- _Exercise prompt_
Report every line of the records that contains the word "water".

(Collected data)
= = = = = = =

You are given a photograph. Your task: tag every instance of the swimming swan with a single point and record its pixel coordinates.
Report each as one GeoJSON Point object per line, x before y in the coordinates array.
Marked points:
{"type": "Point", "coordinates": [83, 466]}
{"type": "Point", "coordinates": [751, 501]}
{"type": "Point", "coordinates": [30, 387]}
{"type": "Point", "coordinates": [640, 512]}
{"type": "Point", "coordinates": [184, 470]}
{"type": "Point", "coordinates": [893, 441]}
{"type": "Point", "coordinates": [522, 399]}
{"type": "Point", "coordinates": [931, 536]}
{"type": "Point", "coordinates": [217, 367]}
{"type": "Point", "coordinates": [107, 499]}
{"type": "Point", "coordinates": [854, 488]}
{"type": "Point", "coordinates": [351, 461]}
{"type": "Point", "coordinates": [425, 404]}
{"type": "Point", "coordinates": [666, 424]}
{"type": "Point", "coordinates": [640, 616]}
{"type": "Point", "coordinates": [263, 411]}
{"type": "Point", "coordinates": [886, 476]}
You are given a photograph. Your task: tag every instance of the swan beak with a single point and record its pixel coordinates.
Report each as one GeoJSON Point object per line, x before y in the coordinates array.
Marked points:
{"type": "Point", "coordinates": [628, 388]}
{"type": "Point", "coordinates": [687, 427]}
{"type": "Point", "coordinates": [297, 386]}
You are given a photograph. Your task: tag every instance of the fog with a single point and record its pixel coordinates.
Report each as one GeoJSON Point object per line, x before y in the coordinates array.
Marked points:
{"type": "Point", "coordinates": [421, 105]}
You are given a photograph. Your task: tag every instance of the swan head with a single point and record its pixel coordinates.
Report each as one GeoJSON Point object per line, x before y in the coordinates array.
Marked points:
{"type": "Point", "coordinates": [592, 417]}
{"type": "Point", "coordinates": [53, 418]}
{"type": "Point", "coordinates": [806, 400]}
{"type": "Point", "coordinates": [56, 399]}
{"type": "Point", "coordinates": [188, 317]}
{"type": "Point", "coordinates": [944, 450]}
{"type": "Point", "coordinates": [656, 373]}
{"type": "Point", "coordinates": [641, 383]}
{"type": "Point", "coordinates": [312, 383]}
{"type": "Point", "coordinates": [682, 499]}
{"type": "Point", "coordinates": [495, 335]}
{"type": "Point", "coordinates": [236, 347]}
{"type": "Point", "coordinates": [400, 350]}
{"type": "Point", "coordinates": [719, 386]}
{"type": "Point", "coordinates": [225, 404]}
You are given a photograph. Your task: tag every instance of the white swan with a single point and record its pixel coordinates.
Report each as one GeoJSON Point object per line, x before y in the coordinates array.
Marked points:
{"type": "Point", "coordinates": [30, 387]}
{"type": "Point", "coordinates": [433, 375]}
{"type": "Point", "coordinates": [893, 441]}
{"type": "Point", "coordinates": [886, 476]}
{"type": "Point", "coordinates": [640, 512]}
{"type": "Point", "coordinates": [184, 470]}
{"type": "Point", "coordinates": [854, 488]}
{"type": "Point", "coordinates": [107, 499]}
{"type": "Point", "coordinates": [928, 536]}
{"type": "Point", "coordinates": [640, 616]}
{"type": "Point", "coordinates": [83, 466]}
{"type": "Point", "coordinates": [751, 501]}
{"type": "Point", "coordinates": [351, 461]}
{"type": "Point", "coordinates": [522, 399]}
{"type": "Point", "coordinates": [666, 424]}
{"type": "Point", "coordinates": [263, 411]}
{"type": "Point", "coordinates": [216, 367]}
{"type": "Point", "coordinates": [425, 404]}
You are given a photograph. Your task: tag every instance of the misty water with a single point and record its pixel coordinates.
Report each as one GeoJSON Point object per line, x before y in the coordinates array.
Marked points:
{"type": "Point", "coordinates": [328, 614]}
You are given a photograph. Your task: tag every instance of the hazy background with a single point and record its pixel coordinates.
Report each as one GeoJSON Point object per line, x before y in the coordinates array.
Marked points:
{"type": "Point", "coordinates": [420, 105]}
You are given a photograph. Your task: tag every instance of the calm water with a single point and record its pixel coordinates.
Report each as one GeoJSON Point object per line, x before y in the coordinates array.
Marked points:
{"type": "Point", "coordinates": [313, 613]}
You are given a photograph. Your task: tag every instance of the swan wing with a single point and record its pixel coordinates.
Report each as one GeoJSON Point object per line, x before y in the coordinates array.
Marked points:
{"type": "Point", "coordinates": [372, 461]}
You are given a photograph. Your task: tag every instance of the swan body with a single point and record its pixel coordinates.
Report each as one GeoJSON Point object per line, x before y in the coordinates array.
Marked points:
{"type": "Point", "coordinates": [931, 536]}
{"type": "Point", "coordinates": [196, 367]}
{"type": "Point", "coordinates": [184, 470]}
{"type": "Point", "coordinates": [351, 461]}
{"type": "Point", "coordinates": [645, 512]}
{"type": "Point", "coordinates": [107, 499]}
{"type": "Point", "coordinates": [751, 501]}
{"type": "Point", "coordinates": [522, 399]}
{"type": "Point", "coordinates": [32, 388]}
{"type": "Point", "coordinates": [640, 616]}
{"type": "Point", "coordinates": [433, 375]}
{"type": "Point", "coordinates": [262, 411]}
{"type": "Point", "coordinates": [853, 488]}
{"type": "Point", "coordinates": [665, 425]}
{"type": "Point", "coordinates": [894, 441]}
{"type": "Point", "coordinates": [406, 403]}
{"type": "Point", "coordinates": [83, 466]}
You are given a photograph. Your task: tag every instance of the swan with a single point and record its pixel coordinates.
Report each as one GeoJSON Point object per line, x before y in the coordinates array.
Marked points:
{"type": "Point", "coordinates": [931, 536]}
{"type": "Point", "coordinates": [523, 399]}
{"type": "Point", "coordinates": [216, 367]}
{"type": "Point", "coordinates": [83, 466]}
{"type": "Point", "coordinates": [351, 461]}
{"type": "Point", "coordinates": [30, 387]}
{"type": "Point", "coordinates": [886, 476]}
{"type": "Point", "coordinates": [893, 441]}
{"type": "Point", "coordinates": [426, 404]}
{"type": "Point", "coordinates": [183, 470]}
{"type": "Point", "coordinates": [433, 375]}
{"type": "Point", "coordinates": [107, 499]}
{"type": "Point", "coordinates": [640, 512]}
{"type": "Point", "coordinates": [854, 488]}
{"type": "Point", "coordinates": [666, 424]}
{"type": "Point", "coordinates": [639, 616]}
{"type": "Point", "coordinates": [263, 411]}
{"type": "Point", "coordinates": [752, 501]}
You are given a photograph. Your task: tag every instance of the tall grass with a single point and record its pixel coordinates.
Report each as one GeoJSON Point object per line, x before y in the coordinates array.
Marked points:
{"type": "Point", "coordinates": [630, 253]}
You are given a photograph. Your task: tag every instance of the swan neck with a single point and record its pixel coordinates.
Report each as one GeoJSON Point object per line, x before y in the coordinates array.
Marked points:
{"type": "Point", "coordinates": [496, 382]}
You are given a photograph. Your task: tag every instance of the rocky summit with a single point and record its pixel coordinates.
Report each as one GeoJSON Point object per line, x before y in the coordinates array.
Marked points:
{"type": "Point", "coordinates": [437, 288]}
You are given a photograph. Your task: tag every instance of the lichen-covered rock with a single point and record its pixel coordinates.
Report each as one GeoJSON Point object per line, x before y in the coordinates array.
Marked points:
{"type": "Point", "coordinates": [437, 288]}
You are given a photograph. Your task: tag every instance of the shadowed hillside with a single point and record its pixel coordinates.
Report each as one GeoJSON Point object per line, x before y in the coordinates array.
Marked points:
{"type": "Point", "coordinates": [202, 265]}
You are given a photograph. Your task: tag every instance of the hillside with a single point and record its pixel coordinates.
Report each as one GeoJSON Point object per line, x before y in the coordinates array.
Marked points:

= = = = = = =

- _Expected answer_
You are given a photograph. Your task: tag every instance of the misty water with a single point and record its pixel coordinates.
You are given a photograph. Your task: tag every instance of the calm water with a single point and record its pixel coordinates.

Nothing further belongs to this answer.